-- Stored rows start --
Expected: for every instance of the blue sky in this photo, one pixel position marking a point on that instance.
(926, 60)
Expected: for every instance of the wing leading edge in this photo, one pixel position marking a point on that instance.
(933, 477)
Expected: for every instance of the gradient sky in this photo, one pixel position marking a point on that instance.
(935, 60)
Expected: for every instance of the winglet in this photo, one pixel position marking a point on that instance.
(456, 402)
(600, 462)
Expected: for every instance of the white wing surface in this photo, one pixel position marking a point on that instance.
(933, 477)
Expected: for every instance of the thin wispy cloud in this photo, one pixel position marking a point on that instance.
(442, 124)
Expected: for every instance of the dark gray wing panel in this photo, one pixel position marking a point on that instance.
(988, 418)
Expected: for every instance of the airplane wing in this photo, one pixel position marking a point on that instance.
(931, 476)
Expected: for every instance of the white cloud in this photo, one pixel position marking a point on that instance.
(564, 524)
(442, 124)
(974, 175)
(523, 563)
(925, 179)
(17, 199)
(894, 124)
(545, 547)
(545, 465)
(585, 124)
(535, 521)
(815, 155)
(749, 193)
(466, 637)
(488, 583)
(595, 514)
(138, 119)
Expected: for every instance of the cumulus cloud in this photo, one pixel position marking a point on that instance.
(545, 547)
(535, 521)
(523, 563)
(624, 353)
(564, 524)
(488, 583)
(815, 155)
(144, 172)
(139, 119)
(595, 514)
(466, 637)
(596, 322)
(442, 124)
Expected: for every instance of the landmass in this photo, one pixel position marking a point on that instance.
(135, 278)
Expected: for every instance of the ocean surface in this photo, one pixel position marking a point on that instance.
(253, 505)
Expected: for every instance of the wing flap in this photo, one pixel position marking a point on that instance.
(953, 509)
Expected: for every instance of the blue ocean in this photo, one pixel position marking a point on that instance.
-- Stored rows end --
◆ What to produce
Print all of the items above again, word for word and in their original order.

◆ Task solution
Expected: for every instance of the blue sky in this photo, one pixel position marking a point on that instance.
(926, 60)
Expected: for every instance of the wing leading edge in this photo, one pixel position marking a point on that instance.
(933, 477)
Expected: for every instance of the gradient sky in this photo, one pixel position marking a point on that instance.
(935, 60)
Expected: for every instance of the winglet in this photo, one pixel position marking a point on that instance.
(456, 402)
(600, 462)
Expected: for every instance of the white wing surface in this photo, one pixel position marking a point on that instance.
(933, 477)
Expected: for every instance of the thin wispy cloud in this photo, one pixel position marking a point on that instance.
(442, 124)
Expected: for every instance of the dark gray wing panel in this photo, one pixel position marking a point on that instance.
(988, 418)
Expected: for every instance of the airplane wing in this photo, one pixel position marking a point on that instance.
(931, 476)
Expected: for every instance of the white cloud in this photo, one pixel position marking a point on that instance.
(564, 524)
(442, 124)
(974, 175)
(523, 563)
(925, 179)
(17, 199)
(894, 124)
(545, 547)
(545, 465)
(585, 124)
(535, 521)
(815, 155)
(749, 193)
(466, 637)
(488, 583)
(595, 514)
(138, 119)
Expected: for every instance of the cumulus cloud in this photo, one pixel position marking a point on that instance.
(545, 547)
(535, 521)
(523, 563)
(624, 353)
(564, 524)
(488, 583)
(815, 155)
(144, 172)
(139, 119)
(595, 514)
(466, 637)
(596, 322)
(442, 124)
Expected: for every instance of the landmass in this photo, one pixel position marking a point on that instance.
(135, 278)
Expected: for every instance of the ocean surface in this photo, one pixel position marking a point on that instance.
(253, 505)
Expected: for every instance of the wing flap in this photo, one pixel position marking a point on that instance.
(953, 509)
Expected: for every instance of the blue ocean in this photo, one pixel position marking a point on that instance.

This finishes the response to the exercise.